## DESCRIPTION OF THE TASK
A word-for-word copy of the lines from the one holding "cheek in the photo above." through the final line of the records below is the only output asked for.

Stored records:
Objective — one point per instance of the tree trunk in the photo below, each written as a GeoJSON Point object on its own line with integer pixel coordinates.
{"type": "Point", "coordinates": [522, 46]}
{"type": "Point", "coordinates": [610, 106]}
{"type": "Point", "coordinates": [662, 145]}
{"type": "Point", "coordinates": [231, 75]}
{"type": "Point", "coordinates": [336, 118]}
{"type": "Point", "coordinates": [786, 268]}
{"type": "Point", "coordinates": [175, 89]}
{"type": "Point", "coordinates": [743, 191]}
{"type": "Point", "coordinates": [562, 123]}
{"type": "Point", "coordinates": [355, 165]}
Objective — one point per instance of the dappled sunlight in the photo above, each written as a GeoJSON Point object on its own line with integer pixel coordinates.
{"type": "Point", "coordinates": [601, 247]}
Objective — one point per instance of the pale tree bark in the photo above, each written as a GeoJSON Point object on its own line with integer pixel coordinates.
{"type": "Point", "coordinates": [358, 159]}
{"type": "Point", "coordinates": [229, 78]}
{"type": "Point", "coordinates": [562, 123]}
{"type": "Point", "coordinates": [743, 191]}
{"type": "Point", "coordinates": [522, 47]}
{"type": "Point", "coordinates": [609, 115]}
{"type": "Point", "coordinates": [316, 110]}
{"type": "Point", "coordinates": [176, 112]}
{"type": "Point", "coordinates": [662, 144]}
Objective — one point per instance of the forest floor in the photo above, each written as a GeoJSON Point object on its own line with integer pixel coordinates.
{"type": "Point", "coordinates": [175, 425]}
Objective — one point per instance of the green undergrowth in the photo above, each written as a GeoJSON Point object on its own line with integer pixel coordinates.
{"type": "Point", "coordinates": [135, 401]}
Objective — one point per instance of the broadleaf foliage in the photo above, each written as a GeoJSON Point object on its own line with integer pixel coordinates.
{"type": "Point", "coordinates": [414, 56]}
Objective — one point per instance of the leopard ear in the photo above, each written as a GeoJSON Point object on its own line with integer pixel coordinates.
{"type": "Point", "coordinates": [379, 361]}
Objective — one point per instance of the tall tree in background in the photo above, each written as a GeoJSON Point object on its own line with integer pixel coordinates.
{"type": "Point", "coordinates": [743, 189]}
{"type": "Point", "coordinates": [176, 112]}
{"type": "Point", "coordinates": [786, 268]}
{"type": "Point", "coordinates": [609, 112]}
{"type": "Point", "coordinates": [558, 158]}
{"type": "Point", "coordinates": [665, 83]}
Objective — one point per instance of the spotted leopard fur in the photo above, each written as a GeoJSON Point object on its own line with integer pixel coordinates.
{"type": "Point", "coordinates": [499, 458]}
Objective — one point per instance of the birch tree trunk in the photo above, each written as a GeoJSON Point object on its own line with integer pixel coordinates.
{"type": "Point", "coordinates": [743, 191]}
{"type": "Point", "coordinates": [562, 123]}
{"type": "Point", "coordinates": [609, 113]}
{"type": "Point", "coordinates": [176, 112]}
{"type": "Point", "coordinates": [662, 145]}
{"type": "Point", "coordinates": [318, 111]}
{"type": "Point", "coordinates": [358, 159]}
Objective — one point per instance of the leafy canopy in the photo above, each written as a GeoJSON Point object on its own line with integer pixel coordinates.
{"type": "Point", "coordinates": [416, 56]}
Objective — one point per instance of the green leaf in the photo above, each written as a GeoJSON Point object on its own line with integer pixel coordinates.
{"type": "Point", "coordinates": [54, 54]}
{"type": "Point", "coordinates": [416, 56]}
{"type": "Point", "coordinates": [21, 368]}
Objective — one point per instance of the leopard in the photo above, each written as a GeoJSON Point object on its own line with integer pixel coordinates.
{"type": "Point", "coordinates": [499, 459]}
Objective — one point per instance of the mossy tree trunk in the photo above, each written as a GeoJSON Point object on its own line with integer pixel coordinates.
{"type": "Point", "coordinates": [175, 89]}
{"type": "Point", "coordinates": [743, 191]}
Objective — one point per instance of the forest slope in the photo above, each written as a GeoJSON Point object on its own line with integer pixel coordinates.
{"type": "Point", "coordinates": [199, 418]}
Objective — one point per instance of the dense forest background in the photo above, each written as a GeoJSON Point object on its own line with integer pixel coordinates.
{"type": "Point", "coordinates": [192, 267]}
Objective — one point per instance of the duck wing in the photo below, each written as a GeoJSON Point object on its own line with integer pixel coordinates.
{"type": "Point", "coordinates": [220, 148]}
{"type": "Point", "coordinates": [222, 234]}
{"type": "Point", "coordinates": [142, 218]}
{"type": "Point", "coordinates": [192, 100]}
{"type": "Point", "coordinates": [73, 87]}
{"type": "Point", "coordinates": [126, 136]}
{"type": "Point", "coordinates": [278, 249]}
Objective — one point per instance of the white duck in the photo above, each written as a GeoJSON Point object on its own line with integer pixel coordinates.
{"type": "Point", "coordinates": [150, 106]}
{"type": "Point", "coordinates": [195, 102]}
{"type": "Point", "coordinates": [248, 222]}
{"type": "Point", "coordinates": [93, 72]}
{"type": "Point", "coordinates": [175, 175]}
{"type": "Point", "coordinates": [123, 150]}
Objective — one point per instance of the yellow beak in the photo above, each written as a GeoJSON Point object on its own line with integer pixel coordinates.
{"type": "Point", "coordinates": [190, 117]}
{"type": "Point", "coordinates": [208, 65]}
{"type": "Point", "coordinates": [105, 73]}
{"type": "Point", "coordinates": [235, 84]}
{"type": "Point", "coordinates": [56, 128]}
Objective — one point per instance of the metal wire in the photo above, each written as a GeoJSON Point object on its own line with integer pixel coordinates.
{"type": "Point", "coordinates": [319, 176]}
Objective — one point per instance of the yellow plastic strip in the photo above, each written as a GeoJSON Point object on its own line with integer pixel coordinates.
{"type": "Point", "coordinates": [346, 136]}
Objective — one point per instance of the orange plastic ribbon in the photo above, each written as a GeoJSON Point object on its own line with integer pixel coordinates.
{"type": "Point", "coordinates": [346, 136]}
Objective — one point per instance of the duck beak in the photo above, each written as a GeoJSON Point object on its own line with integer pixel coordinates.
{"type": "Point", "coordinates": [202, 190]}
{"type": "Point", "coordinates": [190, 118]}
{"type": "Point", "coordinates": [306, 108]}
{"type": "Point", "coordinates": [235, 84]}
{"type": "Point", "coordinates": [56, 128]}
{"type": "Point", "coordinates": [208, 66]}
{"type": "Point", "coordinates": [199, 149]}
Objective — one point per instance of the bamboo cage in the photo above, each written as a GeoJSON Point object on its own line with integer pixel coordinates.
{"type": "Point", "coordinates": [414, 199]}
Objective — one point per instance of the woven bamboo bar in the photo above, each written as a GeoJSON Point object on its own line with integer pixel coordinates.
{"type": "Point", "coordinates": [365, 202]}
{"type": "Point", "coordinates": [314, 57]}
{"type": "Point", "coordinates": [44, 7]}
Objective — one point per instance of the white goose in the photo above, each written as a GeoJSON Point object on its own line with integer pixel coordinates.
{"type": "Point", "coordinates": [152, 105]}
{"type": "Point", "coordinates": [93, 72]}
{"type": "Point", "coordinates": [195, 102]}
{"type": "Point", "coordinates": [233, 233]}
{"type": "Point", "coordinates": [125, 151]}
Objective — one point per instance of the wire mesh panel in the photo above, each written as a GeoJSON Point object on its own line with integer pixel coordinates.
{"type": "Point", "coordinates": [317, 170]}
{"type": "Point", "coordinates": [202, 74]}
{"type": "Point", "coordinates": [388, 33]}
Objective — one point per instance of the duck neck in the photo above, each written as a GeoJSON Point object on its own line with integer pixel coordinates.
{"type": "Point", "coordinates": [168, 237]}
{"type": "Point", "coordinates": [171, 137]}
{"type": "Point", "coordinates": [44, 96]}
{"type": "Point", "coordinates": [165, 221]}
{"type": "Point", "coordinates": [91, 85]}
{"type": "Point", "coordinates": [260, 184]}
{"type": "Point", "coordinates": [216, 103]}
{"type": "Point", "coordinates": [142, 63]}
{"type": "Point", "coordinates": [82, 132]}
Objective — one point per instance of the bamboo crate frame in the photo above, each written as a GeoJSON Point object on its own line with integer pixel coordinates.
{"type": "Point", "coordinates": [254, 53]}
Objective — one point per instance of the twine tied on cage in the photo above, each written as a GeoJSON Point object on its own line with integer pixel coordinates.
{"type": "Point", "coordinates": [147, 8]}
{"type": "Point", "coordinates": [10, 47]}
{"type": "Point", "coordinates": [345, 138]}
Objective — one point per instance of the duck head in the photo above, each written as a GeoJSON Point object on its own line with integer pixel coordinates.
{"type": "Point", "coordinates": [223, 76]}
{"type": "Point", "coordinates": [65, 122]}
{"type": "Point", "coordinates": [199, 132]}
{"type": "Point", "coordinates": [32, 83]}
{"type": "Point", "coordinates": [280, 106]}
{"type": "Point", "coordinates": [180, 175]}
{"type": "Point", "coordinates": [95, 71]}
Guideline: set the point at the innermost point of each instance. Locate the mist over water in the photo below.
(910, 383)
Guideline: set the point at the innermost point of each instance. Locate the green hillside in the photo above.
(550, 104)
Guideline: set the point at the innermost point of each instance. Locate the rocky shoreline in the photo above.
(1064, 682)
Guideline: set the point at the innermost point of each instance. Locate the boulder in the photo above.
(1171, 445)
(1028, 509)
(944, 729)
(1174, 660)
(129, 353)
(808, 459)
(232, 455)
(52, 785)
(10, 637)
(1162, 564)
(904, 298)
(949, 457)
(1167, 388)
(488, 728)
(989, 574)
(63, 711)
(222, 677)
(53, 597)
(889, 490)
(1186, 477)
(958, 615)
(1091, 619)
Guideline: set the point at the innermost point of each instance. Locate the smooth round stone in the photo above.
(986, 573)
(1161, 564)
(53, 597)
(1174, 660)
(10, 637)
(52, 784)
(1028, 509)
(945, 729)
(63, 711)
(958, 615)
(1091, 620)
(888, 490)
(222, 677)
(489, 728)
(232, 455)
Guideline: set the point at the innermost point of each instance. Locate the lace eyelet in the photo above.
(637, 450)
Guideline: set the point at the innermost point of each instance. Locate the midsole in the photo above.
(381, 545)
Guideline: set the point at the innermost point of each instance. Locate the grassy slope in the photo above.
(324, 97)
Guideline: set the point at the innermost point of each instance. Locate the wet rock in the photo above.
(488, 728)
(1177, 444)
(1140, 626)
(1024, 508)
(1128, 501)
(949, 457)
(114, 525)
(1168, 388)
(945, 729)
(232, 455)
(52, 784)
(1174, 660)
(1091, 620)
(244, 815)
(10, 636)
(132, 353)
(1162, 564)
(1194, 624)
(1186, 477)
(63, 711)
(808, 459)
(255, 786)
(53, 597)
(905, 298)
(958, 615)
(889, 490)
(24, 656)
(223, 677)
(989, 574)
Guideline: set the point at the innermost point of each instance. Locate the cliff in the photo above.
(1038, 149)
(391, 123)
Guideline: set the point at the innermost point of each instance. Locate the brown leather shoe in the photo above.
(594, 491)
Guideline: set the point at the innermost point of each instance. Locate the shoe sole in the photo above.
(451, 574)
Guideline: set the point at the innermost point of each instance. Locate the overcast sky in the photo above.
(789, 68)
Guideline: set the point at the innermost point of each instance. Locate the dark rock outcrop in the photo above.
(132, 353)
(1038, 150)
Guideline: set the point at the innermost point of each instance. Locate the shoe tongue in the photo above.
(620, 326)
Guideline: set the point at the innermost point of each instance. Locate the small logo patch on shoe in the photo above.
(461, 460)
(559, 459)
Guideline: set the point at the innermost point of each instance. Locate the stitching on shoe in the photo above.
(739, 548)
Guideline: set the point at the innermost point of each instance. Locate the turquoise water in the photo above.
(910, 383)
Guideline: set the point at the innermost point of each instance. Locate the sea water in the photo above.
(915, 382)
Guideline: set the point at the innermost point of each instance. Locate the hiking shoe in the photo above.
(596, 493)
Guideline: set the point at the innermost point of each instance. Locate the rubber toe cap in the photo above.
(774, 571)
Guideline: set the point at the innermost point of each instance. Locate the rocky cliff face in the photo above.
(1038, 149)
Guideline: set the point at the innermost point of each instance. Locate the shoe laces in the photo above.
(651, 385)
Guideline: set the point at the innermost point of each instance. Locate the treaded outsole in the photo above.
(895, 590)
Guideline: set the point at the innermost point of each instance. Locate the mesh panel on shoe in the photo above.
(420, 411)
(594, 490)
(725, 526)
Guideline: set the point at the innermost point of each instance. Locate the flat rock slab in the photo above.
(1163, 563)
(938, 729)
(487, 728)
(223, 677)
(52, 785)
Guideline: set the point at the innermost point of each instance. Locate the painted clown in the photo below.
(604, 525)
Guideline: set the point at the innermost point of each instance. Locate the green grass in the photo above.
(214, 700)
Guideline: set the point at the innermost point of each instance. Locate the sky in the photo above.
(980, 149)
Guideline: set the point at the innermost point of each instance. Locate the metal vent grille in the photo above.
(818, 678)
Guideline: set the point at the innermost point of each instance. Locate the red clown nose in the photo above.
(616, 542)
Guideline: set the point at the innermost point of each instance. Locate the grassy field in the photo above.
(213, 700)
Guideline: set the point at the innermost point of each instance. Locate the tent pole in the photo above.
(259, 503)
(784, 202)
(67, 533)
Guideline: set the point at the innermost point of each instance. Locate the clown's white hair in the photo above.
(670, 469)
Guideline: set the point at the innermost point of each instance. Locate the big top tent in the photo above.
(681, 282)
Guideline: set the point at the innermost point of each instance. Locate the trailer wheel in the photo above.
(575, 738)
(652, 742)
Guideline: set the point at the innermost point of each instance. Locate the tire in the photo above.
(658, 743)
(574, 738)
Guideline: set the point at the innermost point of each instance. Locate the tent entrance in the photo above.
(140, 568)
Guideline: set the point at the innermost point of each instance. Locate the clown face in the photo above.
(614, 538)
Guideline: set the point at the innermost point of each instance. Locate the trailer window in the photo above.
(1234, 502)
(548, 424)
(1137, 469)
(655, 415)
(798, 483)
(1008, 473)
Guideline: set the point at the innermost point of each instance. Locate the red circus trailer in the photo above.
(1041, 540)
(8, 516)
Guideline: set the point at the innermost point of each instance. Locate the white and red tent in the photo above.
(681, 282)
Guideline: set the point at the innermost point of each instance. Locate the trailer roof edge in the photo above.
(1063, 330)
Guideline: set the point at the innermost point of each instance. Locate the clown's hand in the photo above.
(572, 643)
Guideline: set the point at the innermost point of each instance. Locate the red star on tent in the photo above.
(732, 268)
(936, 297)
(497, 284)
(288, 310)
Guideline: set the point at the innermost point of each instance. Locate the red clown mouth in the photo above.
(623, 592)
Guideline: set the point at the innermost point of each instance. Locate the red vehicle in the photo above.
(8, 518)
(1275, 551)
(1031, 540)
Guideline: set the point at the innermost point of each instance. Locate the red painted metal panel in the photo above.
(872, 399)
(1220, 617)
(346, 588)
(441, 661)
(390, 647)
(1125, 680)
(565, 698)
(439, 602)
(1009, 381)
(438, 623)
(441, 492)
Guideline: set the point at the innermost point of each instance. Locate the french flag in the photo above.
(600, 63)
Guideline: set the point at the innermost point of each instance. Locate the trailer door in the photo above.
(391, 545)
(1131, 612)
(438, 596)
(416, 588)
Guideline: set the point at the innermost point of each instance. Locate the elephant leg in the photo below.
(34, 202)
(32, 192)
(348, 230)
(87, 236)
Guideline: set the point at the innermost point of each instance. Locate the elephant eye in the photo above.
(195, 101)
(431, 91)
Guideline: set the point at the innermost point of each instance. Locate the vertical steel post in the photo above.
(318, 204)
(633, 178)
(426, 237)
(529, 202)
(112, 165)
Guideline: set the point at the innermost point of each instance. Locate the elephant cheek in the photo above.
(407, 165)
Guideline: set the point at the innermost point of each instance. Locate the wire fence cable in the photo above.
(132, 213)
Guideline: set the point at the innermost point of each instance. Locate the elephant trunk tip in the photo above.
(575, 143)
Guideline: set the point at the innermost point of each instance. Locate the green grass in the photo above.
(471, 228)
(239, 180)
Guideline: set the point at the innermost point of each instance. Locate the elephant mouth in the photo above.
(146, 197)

## RESPONSE TO THE EXERCISE
Guideline: set the point at the innermost point of each instance. Locate the elephant cheek in the photo above.
(407, 165)
Guideline: set the point at the innermost point of each instance. Locate the wire fence cable in the photo above.
(132, 213)
Guideline: set the point at the innermost point of each instance. Locate the elephant trunk tip in the photo above.
(575, 143)
Guideline: set the point at the innermost point of each instance. Locate the green grass in the photo above.
(471, 228)
(239, 180)
Guideline: set the point at the innermost point of each instance. Locate the elephant mouth in the photo above.
(146, 197)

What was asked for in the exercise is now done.